Request: Rewrite everything from the line containing "--target caver in blue jacket" down to the end of the items as a numbered list, leaving out blank lines.

Record list:

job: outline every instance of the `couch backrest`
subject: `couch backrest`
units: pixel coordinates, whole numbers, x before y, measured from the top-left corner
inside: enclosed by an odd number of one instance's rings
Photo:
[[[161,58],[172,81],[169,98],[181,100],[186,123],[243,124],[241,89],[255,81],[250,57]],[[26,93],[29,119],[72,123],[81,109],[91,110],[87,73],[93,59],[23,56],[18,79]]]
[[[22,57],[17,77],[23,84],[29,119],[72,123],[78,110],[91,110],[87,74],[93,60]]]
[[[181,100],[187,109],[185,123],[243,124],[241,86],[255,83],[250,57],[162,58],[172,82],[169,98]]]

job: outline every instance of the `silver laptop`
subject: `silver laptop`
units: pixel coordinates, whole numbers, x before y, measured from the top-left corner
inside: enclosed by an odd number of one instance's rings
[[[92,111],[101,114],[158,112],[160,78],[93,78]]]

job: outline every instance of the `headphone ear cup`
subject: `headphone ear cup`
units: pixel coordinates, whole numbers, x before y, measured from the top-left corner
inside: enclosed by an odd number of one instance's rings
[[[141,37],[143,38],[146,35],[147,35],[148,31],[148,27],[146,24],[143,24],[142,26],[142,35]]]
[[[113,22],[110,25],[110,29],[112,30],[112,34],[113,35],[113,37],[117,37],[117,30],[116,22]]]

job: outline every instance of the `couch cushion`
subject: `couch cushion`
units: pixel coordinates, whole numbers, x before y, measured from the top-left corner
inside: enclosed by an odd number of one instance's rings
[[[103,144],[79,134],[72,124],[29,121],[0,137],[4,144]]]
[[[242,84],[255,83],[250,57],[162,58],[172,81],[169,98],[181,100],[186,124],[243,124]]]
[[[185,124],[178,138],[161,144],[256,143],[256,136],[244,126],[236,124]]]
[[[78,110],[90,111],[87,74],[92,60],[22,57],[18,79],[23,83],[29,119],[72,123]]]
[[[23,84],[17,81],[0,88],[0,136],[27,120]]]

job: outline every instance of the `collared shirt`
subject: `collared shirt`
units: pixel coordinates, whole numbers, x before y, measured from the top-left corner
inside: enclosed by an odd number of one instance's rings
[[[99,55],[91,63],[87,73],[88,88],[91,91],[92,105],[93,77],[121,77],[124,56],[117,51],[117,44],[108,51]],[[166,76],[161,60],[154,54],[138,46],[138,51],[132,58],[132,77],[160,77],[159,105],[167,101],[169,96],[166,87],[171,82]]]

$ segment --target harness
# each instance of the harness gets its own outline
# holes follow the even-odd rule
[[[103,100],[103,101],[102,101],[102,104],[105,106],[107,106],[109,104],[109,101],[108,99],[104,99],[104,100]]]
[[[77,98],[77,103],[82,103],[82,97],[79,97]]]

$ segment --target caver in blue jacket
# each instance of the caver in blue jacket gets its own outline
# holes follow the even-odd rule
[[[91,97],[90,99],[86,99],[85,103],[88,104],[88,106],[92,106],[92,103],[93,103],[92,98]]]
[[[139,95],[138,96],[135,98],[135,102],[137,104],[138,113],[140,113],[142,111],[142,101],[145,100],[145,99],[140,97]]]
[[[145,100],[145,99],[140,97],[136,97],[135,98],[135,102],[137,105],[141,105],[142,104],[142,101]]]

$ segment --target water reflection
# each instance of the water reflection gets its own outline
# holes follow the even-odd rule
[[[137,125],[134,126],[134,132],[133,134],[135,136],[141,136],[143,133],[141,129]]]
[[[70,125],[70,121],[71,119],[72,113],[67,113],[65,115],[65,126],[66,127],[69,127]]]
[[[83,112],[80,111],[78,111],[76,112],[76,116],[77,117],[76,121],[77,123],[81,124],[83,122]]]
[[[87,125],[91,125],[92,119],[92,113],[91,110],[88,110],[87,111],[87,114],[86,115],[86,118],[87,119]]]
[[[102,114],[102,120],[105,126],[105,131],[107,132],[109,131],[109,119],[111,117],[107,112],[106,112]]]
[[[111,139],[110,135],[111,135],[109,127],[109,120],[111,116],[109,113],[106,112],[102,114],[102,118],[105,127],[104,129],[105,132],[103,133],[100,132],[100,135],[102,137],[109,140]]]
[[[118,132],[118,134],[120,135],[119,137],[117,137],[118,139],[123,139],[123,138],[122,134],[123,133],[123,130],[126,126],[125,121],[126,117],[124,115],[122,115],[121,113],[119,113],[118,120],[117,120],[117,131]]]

Result of this exercise:
1. $ segment --target caver in blue jacket
2. # each instance of the caver in blue jacket gets its own outline
3. # holes follow the even-odd rule
4. [[[91,97],[90,99],[86,99],[85,103],[88,104],[88,106],[92,106],[92,103],[93,103],[92,98]]]
5. [[[139,95],[138,96],[135,98],[135,102],[137,104],[138,113],[140,113],[142,111],[142,101],[145,100],[145,99],[140,97]]]
6. [[[145,100],[145,99],[140,97],[136,97],[135,98],[135,102],[137,105],[141,105],[142,104],[142,101]]]
7. $ segment --target water reflection
8. # each instance of the water reflection gets its own outline
9. # holes follow the even-odd rule
10. [[[137,125],[134,126],[134,132],[133,134],[135,136],[141,136],[143,133],[141,129]]]
11. [[[70,125],[70,121],[71,119],[72,113],[67,113],[65,115],[65,126],[66,127],[69,127]]]
12. [[[83,112],[80,111],[78,111],[76,112],[76,116],[77,117],[76,121],[77,123],[81,124],[83,122]]]
13. [[[87,125],[91,125],[92,119],[92,113],[91,110],[88,110],[87,111],[87,114],[86,115],[86,118],[87,119]]]
14. [[[102,114],[102,120],[105,126],[105,131],[107,132],[109,131],[109,119],[111,117],[107,112],[106,112]]]
15. [[[111,139],[110,135],[111,135],[109,127],[109,120],[111,116],[109,113],[106,112],[102,114],[102,118],[105,127],[104,129],[105,132],[103,133],[100,132],[100,135],[102,137],[109,140]]]
16. [[[118,132],[118,134],[120,135],[119,137],[117,137],[118,139],[123,139],[123,138],[122,134],[123,133],[123,130],[126,126],[125,121],[126,117],[124,115],[122,115],[121,113],[119,113],[118,120],[117,120],[117,131]]]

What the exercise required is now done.